> **Estratto**:
· · · · ·

Alla stretta finale i delegati sindacali sono stati fatti accomodare
fuori dalla porta, per rientrare per la firma solo a testo completato.
Questa è la democrazia sindacale ai tempi della crisi. Questo è anche
l’effetto della denuncia ai congressi nazionali della crisi della
democrazia sindacale. Questi sono i tempi del governo Renzi.
Electrolux ha sostanzialmente ottenuto
quanto richiesto: incremento della produttività (attraverso la riduzione
delle pause, l’intensificazione dei ritmi, il taglio del 60% dei
permessi sindacali) e abbassamento del costo del lavoro (attraverso i
contratti di solidarietà Electrolux ha ottenuto per sé, e per tutte le
aziende da oggi in poi, una riduzione dei contributi da versare allo
Stato). Per le organizzazioni sindacali pare cruciale aver
ottenuto, almeno prima del voto per le europee, il mantenimento dei
quattro stabilimenti che tuttavia sono destinati a svuotarsi
progressivamente della manodopera. I 150 milioni di euro di
investimento in tre anni promessi dall’azienda sono un impegno
facilmente superabile, se si ricordano le dichiarazioni periodiche di
Sergio Marchionne su nuovi investimenti che nessuno vede mai.
Nelle
catene produttive dell’Electrolux un terzo degli operai è invalidato
più o meno seriamente da decenni di lavoro e su questi operai gravano i
limiti più pesanti dell’accordo. La multinazionale ha voluto colpire
l’organizzazione degli operai sul posto di lavoro con la riduzione dei
permessi sindacali e l’intensificazione dei ritmi, variamente modulati
nei diversi stabilimenti, perché con l’orario ridotto grazie al
contratto di solidarietà anche persone lesionate e usurate possono
ancora essere spremute produttivamente. In più, forse adesso
non è il momento migliore per avviare stabilimenti in Egitto, dove
Electrolux ha acquistato già da alcuni anni l’Olympic Group, e quindi, a
certe condizioni, mantenere a breve termine le attività in Italia
risulta economicamente conveniente, anche grazie all’ulteriore sconto
contributivo, cui si accennava sopra, inserito nel decreto sul lavoro
convertito in legge con l’ennesima fiducia.
Questo accordo di resistenza operaia
segna un armistizio molto provvisorio oltre il quale, nonostante una
prolungata mobilitazione in fabbrica e nei territori, non era dato
andare, come lo stesso esito del referendum dimostra: il 17% di
voti contrari è un’orgogliosa rivendicazione del percorso di lotta, ma
non segna certo una capacità operaia di interdire il percorso di
violenta aggressione alle condizioni di lavoro e di vita in atto
contro i lavoratori nel nostro paese. Al referendum sull’accordo tra
azienda, sindacati e governo, hanno votato 3368 lavoratori su 4.141
dipendenti tra operai ed impiegati presenti in azienda e aventi diritto a
votare (81%). A buona ragione quindi l’Ugl di Forlì segnala come l’area
del dissenso all’accordo sia piuttosto ampia, per quanto incapace di
incidere. L’incazzatura operaia è piuttosto evidente, in particolare tra
coloro che sono più sindacalizzati, e basta fare un giro per le pagine
facebook e blog vari per capire l’aria che tira.

· · · · ·

> **Estratti dell'elenco**:
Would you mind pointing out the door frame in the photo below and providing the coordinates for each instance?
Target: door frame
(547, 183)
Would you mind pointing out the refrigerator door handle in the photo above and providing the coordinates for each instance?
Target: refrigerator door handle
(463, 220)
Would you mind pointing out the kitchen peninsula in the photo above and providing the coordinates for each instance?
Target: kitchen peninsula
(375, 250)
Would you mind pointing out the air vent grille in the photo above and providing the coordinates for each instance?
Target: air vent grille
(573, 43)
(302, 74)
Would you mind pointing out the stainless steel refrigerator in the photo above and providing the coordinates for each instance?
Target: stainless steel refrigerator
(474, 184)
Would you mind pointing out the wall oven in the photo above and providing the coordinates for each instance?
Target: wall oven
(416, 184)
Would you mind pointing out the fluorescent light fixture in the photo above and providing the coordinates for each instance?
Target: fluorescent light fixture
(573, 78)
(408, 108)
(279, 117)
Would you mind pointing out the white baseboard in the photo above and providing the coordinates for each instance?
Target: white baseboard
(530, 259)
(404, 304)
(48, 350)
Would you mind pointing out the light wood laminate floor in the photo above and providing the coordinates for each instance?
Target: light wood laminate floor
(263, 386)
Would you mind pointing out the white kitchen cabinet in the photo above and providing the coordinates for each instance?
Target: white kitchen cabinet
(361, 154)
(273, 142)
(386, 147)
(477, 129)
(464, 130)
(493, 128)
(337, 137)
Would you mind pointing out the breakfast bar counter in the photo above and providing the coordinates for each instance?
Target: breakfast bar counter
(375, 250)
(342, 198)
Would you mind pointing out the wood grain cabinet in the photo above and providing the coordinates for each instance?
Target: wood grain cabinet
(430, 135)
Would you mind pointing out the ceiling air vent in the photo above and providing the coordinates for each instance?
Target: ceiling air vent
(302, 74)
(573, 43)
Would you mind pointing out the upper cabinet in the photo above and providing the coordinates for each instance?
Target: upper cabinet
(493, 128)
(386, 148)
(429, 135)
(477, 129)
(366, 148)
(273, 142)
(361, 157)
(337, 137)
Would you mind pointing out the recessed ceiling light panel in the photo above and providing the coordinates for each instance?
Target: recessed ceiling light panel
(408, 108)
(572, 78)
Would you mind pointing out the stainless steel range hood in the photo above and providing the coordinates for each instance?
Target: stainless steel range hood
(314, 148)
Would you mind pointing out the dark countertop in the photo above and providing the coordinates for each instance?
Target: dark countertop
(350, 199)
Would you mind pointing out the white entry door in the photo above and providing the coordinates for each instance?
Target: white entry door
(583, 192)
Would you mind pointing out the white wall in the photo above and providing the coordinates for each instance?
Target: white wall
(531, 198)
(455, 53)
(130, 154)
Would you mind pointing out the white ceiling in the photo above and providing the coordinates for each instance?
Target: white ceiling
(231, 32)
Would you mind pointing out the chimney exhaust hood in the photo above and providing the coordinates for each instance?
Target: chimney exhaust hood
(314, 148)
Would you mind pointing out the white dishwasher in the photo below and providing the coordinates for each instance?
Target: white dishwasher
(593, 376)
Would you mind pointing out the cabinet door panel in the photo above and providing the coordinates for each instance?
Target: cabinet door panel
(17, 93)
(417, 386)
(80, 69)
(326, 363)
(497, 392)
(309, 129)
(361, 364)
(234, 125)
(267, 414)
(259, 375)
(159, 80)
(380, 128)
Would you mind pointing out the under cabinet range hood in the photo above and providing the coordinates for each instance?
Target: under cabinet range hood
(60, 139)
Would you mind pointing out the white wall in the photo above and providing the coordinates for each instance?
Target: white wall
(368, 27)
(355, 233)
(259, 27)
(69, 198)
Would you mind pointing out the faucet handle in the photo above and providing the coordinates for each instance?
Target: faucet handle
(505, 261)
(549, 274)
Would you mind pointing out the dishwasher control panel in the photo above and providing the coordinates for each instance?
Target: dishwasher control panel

· · · · ·

> **Consegna scritta**:
Puoi proseguire il testo sull'accordo Electrolux, ripartendo subito dopo la sua ultima frase?

> **Risposta**:
La vicenda evidenzia come lo
Stato dato per morto sia in grado di svolgere una funzione di
innovazione, sussumendo la gestione delle forme di contrattazione
aziendale. Non a caso una delle stelle nel firmamento renziano,
Debora Serracchiani, rimproverava un tempo al ministro Zanonato lo
scarso interventismo, mentre lei da buona governatrice della Regione
Friuli Venezia-Giulia per mediare aveva messo a disposizione quattrini
oltre che una sua presenza diretta ai cancelli della fabbrica e
soprattutto nei salotti un po’ più riservati. Sembra che la vicenda
Electrolux abbia inaugurato un nuovo governo delle relazioni
industriali, nel quale lo Stato si presenta apertamente come parte della
trattativa con lo scopo di rimuovere ogni ostacolo alla possibilità di
produrre. La presenza attiva dello Stato non serve a garantire
una qualche “equità” degli accordi, ma l’occasione di fare profitti che
diviene il vero interesse pubblico da tutelare.
Un’altra considerazione va fatta di
fronte all’ennesima lotta operaia che si conclude con un accordo al
ribasso. Non basta denunciare la responsabilità politica delle
organizzazioni sindacali. Si tratta di comprendere il ruolo che i sindacati sono destinati a ricoprire dopo la fine della concertazione. Avendo oramai rinunciato a costruire mediazioni sociali complessive, nella vicenda Electrolux essi si sono presentati come agenzie di risoluzione coatta dei conflitti.
Non tutti i sindacati si comportano
evidentemente allo stesso modo. Ci sono sindacati che organizzano
ostinatamente la resistenza e la lotta. Tuttavia, pur essendo vero che solo la lotta paga, spesso ci si accorge che nemmeno la lotta è sufficiente.
Di fronte a trasformazioni globali che attraversano regolarmente tutti i
luoghi di lavoro e le fabbriche in particolare, ci si deve porre il
problema di organizzare la lotta squassando tutta la catena del valore.
La resistenza del collettivo operaio non può essere l’unica arma a
disposizione. In tutte le vertenze di questo tipo la prima mossa dei
padroni è proprio quella di frantumare il collettivo operaio, ma l’errore
più grande sarebbe quello di pensare che quel collettivo possa essere
limitato a una fabbrica, a un territorio o a un singolo mercato
nazionale. Soprattutto perché è ormai evidente, che il capitale
multinazionale crea e utilizza la “concorrenza” tra i singoli spazi
produttivi nazionali per costruire e accrescere i suoi profitti globali.
Percorrere tutta la catena per spezzarne dove possibile gli anelli, va
oltre le possibilità del singolo collettivo operaio. E’ un problema
politico. Significa costruire connessioni e organizzazione che
calpestino i confini imposti alla comunicazione tra lavoratori, sia che
si tratti delle frontiere nazionali sia che si tratti delle barriere
innalzate tra le diverse produzioni.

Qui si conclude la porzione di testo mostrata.